_STATED TASK:_ Extract every line of the listing below and reproduce each one word for word, with no changes.

________________________

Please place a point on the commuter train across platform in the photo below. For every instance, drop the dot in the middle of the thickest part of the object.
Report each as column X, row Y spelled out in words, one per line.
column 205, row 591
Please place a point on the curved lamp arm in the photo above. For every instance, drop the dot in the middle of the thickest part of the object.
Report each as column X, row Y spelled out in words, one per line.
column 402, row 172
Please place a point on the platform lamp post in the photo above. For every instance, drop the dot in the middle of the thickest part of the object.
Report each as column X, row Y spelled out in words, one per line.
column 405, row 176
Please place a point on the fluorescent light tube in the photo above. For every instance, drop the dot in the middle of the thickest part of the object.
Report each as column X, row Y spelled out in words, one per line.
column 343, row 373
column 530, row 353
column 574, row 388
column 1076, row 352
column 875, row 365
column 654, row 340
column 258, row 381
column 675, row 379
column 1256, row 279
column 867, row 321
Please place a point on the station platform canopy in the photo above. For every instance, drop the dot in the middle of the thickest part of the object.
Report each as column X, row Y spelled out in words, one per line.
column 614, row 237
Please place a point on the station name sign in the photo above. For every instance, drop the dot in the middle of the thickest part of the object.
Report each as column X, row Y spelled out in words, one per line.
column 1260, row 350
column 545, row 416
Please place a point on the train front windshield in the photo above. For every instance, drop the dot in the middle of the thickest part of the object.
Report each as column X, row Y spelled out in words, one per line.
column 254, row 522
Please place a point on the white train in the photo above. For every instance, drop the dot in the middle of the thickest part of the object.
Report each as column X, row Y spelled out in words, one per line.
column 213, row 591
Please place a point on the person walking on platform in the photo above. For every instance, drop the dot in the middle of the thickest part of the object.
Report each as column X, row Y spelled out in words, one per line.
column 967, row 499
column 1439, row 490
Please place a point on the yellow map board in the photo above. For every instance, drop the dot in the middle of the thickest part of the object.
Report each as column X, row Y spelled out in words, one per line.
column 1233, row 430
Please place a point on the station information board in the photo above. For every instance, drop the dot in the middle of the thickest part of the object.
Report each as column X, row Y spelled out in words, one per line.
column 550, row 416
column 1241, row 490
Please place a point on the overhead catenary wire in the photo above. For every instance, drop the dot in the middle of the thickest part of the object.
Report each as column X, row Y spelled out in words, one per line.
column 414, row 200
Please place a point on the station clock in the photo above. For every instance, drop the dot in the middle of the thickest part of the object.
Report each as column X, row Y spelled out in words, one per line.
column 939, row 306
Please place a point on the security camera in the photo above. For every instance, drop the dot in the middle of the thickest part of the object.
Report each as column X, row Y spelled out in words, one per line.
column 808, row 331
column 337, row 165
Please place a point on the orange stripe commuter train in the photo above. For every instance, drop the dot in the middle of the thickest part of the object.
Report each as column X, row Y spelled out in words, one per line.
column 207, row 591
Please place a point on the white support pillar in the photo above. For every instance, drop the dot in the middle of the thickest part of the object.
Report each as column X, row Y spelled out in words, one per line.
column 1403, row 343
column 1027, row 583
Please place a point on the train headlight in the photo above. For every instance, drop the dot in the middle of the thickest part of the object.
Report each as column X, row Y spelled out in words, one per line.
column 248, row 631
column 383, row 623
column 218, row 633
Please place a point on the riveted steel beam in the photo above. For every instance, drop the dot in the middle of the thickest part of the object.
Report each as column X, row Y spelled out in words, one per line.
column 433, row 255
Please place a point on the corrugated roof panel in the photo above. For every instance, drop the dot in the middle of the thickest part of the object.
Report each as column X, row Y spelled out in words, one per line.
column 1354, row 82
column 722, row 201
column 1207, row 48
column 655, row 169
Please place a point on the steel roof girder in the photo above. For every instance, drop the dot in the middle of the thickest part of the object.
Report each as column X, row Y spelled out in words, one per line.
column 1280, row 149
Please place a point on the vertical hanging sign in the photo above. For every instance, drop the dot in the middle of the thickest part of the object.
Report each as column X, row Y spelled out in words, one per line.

________________________

_TASK OUTPUT:_
Please place a point on the commuter train across platform in the photo below. For every instance, drop the dot in the middle of the thickest part of the object.
Report each as column X, row Y spelled out in words, one per line.
column 205, row 591
Please place a point on the curved lamp arm in the photo above. For every instance, drop the dot in the middle of the thickest part of the object.
Report each as column X, row Y spelled out in words, one per line.
column 402, row 172
Please place a point on the platform lamp post in the photo above. For every instance, drop the dot in the middle of the thickest part of the object.
Report each as column X, row Y spelled out in words, one per line.
column 405, row 176
Please place a point on the fluorescent light tube in the photo above. For every instance, drop the dot in the middle of the thickest part of the object.
Report each as column X, row Y spelled out in words, one per line.
column 343, row 373
column 530, row 353
column 574, row 388
column 1076, row 352
column 875, row 365
column 654, row 340
column 258, row 381
column 675, row 379
column 1256, row 279
column 867, row 321
Please place a point on the station platform canopy in the photo above. For every instance, drop the dot in the middle of the thickest part of the object.
Report each as column X, row Y spelled out in words, one per line.
column 614, row 237
Please place a point on the station name sign in the photo above. For every instance, drop the dot in the middle of the thickest part of the object.
Report each as column X, row Y spelled out in words, one per line.
column 1260, row 350
column 545, row 416
Please place a point on the train front windshield in the photo above. For every instance, drop the dot in the middle of the thickest part of the object.
Report each as column X, row Y spelled out in words, one per line.
column 254, row 522
Please place a point on the white train in the photo above. For every instance, drop the dot in the middle of the thickest part of the object.
Report each as column X, row Y spelled out in words, one per line.
column 213, row 591
Please place a point on the person walking on platform in the photo above. For every instance, drop the dot in the middle of the thickest part of the object.
Report each as column X, row Y spelled out in words, one per line.
column 967, row 499
column 1439, row 490
Please place a point on the yellow map board in the photo above. For every instance, drop the dot in the middle of the thickest part of the object.
Report each as column X, row Y spelled out in words, one per line.
column 1233, row 430
Please place a point on the station information board in the photo above. For every instance, drop the dot in the middle of the thickest part of the object.
Report each as column X, row Y spelled out in words, one per line.
column 550, row 416
column 1241, row 490
Please place a point on the overhead catenary wire in the photo above. For every instance, drop the dot in the middle of the thickest part of the object.
Report each as column X, row Y spelled out in words, one per line.
column 414, row 200
Please place a point on the station clock in the photo above. For every instance, drop the dot in the middle of the thickest part of the object.
Report each as column X, row Y spelled out in words, one per line.
column 939, row 306
Please place a point on the security camera in the photo above. For every instance, drop the dot in the middle of the thickest part of the object.
Report each as column X, row Y spelled out in words, one per line.
column 808, row 331
column 337, row 165
Please place a point on the orange stripe commuter train in the photo above. For every instance, drop the dot in the middle of the thickest part of the object.
Report each as column X, row Y spelled out in words, one per line.
column 207, row 591
Please place a point on the white support pillar in the photo above. For every instance, drop the dot in the middle of the thickest part of the object.
Report each as column X, row Y spelled out in words, one per line.
column 1403, row 343
column 1027, row 583
Please place a point on the train headlight in the photo above. For every instance, drop the dot in the middle of the thickest part of the object.
Report each as column X, row Y spelled out in words, one per line.
column 248, row 631
column 383, row 623
column 218, row 633
Please place a point on the riveted steel beam in the photo above. For every instance, drop the dot in the middle of the thickest part of the object.
Report each as column X, row Y spelled out in words, one per line.
column 433, row 255
Please place a point on the corrugated roof panel in the photo above. For every instance, drop the dot in the middle of the thickest part of the object.
Report each as column X, row Y spelled out in words, one per line.
column 1354, row 82
column 722, row 201
column 1207, row 48
column 655, row 169
Please place a point on the steel roof girder in the photo above. For every instance, drop the dot in the middle of the thickest part of the object.
Report each as column X, row Y spelled out in words, one per line.
column 1280, row 149
Please place a point on the vertical hanging sign in the photo above. For every instance, drop the dot in the middle of the thickest part of the object.
Report each as column X, row Y spelled out in words, one per line.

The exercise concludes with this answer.